### PASSAGE GIVEN
“Then Jesus answered, ‘Were not ten lepers cleansed? Where are the other nine? Was no one found to return and give praise to God except this foreigner?” And He said to him, “Rise and go your way; your faith has made you well.'” (Luke 17:17-19 ESV)
Someone said to me one time, “Greg, I know that I should live thankfully, not ungratefully, but how does being a Christian help me do that? How is living life as a Christian any different than anyone else just trying to do their best?”
That’s a hard question. How would you answer that?
I told him that what makes the Christian life different than simply living life to the best of our ability is that we know Who to thank for the things in life. In fact, the key to being thankful isn’t the effort we put into trying to be grateful. No, the source of our thanksgiving are the actions of a merciful God in the Person and work of Jesus for us. The source of a Christian’s thankfulness is the reality of what God has done for us and will do for us by His grace! What makes a Christian’s life of thankfulness different? We know Who to thank and trust for our lives—not just today, but forever. And, when you live thankfully in that reality, there is nothing else like it in our world today!
Jesus healed ten lepers who were outcasts in their society. Theirs was a lonely, detached life. It was one of shame and suffering. All ten were healed, but only one got it. He alone saw the bigger picture. He understood Jesus wasn’t just a holy man or a religious teacher, He was God in the flesh who came to give him life, not just for the moment, but life forever. Jesus says this man’s “faith made Him well.” That doesn’t mean his faith somehow earned the healing because others were healed, too; rather, this man saw his healing as part of something bigger. As a result, he gives thanks to the God who created him, loved him, and redeemed him. It was another opportunity for him to realize that his life was in God’s hands in Christ, and that was a very good thing indeed.

### PROBLEMS TO WORK ON
- a) Reproduce the stretch of the devotional on the ten lepers from "Jesus healed ten" through "good thing indeed.".
- b) Carry the devotional on the ten lepers forward from its last sentence.
The items have nothing to do with the devotional on the ten lepers.

### ENTRIES SUPPLIED
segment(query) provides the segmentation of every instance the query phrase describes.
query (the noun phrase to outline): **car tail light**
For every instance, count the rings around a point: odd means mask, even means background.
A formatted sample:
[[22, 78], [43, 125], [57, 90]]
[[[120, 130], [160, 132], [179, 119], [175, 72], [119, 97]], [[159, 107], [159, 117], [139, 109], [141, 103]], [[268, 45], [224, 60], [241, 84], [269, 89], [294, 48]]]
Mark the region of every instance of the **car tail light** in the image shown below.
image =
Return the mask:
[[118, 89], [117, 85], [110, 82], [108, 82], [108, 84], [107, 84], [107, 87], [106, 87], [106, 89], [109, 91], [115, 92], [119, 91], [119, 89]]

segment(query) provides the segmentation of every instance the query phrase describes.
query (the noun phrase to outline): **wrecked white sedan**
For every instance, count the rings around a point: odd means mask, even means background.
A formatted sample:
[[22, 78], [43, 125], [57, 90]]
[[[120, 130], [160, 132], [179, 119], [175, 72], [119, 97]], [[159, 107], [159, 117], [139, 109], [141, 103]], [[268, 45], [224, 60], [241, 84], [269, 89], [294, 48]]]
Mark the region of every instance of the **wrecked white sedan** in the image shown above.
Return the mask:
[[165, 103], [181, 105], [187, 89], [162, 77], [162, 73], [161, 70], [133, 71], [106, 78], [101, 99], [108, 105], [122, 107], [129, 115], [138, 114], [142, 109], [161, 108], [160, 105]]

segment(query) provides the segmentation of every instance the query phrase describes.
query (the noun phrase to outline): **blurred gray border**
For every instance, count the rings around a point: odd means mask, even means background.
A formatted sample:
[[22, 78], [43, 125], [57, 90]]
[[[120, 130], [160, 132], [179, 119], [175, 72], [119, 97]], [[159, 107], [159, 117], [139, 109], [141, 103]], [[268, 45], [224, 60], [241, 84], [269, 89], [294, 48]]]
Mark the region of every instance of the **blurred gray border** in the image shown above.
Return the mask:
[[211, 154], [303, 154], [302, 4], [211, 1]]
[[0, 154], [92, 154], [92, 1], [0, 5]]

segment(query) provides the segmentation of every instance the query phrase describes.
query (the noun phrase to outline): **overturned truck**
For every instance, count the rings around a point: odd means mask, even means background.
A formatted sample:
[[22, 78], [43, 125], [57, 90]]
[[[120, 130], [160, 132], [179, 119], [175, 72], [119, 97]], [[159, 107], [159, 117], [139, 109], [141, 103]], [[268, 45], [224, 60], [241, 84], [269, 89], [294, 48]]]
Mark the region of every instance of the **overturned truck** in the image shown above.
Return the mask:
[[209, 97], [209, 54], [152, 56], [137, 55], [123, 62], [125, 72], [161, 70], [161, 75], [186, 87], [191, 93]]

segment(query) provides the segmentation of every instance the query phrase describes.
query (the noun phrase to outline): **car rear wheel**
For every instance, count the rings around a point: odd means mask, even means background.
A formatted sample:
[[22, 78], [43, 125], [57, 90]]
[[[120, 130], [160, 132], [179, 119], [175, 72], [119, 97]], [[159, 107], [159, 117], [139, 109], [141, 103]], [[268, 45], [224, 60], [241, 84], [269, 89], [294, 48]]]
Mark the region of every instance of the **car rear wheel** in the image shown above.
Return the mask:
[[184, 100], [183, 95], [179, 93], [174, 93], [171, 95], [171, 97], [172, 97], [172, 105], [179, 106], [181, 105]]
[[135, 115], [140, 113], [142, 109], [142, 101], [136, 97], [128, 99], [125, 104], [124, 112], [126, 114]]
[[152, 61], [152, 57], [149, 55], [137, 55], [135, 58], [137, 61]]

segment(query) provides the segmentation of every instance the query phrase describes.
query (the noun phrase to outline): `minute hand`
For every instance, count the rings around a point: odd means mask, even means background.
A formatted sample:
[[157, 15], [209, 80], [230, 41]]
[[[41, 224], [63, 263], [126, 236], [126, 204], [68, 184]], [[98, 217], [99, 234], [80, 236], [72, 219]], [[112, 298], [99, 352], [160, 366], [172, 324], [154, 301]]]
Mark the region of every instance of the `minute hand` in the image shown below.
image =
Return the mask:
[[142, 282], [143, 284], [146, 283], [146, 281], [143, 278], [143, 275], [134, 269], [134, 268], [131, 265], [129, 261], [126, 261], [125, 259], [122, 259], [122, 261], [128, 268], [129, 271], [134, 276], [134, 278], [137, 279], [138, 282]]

---

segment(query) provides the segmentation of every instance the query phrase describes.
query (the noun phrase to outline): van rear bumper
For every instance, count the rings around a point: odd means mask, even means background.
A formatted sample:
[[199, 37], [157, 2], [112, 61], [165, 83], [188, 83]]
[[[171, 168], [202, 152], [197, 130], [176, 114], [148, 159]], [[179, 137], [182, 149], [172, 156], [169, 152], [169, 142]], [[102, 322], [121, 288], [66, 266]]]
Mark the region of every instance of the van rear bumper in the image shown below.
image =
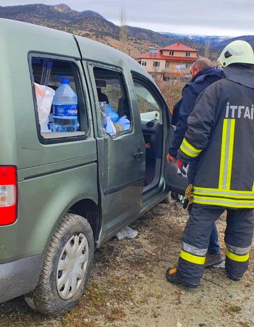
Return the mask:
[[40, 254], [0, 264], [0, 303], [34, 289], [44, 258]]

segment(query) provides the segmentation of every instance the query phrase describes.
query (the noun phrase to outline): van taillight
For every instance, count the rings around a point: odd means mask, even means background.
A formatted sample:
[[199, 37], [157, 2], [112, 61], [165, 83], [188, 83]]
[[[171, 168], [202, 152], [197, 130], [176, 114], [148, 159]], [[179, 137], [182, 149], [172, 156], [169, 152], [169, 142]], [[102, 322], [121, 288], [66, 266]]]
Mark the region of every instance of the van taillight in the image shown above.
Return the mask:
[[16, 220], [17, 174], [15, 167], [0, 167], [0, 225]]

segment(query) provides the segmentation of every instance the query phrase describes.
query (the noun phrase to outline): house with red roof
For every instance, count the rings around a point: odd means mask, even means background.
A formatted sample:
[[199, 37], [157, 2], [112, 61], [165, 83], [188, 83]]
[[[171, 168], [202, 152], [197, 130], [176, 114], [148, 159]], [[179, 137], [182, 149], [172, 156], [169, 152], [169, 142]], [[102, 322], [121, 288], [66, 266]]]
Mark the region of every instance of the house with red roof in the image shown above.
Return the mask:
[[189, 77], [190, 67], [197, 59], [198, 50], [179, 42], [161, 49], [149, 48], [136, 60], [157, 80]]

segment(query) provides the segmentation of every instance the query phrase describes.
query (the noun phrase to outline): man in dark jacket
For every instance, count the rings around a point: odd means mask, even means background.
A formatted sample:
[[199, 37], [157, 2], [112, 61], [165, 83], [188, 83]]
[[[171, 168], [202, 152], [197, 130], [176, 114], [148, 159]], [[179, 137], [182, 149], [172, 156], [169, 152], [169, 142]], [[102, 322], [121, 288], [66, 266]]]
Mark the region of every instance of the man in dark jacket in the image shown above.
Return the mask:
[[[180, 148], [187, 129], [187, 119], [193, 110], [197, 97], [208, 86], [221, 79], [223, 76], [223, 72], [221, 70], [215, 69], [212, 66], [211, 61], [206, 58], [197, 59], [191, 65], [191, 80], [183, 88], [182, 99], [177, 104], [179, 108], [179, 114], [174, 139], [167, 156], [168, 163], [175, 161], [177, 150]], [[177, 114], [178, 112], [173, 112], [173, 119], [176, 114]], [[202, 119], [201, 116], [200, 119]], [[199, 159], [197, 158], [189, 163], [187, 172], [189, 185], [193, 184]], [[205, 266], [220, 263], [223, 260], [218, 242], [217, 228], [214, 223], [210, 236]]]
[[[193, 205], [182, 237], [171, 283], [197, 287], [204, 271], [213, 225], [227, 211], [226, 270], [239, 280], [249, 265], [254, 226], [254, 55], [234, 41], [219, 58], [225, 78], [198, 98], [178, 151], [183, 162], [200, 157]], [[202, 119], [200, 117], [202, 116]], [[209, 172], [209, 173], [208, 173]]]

### RESULTS
- a)
Jesus healed ten lepers who were outcasts in their society. Theirs was a lonely, detached life. It was one of shame and suffering. All ten were healed, but only one got it. He alone saw the bigger picture. He understood Jesus wasn’t just a holy man or a religious teacher, He was God in the flesh who came to give him life, not just for the moment, but life forever. Jesus says this man’s “faith made Him well.” That doesn’t mean his faith somehow earned the healing because others were healed, too; rather, this man saw his healing as part of something bigger. As a result, he gives thanks to the God who created him, loved him, and redeemed him. It was another opportunity for him to realize that his life was in God’s hands in Christ, and that was a very good thing indeed.

- b)
This text shows us how Jesus feels our pain. He not only seeks the outcast—the discarded of this world—He seeks all who know they are lost without Him. This Thanksgiving let’s be mindful of Who is the Source of our thankfulness—not only for this life—but for the eternal life and salvation we have right now by faith. His Name is Jesus. He is the Christ, and there is healing, life, and salvation in His gracious hands. Think about that today and put that thankfulness to work!
Prayer: Heavenly Father, thank You for the greatest Gift of all: Your Son Jesus Christ. Amen.
From “Thankfully, That’s the Only Way to Live,” a devotion from Rev. Dr. Gregory Seltz, former Speaker of The Lutheran Hour
Used by permission from International Lutheran Laymen’s League, all rights reserved
1. What do you do to be especially mindful of being thankful on Thanksgiving?
2. How is it we sometimes forget to be thankful to God for something, especially something we’ve prayed about for a long time?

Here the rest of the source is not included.